> [WRITTEN PROBLEM A]: Count the lines in the entries that contain the string "green", treating case as significant, and give only the number.

> [PASSAGE]:
** Begin **

In any case, they suck.

Just because they are modified to under-volt doesn't mean they are actually "3V".
Again, it's quite impossible for Li-Ion to work nominally that way.
The K100D/200D are designed for maximum 6.5V input, nominally 4.8-6V.
You use RCR-V3 and you utterly borderline or, far more likely, violate that, and put its own end-device regulator into a position it was never designed for.

That's in addition to the various, non-standard "3rd terminal" options.
Those "3rd terminals" are a non-standard modification so the end-device won't "accidentally" receive the nominal 4.2V (absolute minimum 4.0V) open/charge voltage that Li-Ion requires.
Yes, that makes them "safer" than the standard 2 terminal RCV-V3.
But it still doesn't remove the fact that you're still running a material that never runs at 3V.

Non-rechargeable CR-V3 is Li-Mn, not Li-Ion, and nominal 3V -- with no "charge" voltage/transient issue.
Even Energizer e2 Photo Lithium is Li-Fe, not Li-Ion, and nominal 1.5V -- again, with no "charge" voltage/transient issue.
Rechargeable Li-Ion is nominal 3.6-3.7V -- with a "charge" voltage/transient of 4.0-4.2V (sometimes 4.4V, depending on the device).
The "3rd terminal" ones with alleged "voltage regulation" only solve the latter, they don't address the former.

Under-volting Li-Ion in the hope of reaching 3.2-3.3V which is only a 7-10% over-volt (instead of 20% like nominal Li-Ion) only makes the RCR-V3 last far shorter, and have far less lifespan.

** End **

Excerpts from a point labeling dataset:
** Begin **

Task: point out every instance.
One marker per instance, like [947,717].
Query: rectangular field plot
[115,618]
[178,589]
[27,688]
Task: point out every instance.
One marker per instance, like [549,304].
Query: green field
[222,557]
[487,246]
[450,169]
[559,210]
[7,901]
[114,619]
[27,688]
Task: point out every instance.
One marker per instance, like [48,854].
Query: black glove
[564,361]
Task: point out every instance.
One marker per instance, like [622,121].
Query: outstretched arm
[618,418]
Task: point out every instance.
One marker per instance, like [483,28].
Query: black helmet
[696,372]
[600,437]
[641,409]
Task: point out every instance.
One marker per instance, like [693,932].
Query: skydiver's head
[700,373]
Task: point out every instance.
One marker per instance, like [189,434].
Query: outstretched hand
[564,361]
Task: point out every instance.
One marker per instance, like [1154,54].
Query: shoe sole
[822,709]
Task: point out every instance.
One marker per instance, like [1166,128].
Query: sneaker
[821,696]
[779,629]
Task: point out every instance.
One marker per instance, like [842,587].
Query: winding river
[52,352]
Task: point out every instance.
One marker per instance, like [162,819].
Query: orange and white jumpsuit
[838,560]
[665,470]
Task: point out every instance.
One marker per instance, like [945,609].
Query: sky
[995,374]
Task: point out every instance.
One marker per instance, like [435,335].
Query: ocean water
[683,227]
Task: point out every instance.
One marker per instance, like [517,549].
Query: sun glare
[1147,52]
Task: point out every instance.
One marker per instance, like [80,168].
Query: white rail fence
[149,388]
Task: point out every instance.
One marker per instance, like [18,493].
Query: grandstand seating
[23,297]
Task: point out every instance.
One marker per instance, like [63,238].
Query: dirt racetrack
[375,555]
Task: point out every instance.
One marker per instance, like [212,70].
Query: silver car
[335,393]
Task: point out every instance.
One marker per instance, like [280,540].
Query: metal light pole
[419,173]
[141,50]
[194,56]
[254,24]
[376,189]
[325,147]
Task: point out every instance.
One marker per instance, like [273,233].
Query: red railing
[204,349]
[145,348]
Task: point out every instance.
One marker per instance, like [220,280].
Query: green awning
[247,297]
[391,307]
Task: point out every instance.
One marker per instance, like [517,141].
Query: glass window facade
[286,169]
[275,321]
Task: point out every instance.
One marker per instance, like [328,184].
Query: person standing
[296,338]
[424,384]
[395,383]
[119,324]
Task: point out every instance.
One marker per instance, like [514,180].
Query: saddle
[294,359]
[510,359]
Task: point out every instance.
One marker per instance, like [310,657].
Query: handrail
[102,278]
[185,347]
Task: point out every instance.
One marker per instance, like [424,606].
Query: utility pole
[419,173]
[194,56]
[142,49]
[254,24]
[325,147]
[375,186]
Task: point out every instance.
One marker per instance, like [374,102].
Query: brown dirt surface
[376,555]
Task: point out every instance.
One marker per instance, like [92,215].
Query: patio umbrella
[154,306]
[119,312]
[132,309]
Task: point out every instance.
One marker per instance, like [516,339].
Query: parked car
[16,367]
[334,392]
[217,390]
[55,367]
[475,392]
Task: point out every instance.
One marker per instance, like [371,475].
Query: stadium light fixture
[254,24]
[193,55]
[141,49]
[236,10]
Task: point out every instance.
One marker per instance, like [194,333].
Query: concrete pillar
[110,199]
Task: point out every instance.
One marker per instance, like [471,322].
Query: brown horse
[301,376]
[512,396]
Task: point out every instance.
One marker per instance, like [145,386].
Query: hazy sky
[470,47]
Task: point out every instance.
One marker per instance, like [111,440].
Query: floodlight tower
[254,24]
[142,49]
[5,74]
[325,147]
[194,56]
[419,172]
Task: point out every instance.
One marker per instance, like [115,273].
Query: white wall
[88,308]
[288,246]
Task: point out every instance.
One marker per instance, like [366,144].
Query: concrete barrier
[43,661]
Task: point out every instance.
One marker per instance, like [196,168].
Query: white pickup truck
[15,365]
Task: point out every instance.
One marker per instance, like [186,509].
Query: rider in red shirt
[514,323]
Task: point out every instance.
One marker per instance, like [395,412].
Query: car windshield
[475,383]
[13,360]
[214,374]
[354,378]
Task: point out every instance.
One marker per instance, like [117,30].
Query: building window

** End **

> [WRITTEN PROBLEM B]:
Answer these questions from the passage on RCR-V3 batteries:
(i) What maximum input voltage are the K100D/200D designed for?
(ii) What chemistry is the non-rechargeable CR-V3?
(iii) What is the nominal voltage of rechargeable Li-Ion?

> [WRITTEN ANSWER A]: 2

> [WRITTEN ANSWER B]:
(i) 6.5V
(ii) Li-Mn
(iii) 3.6-3.7V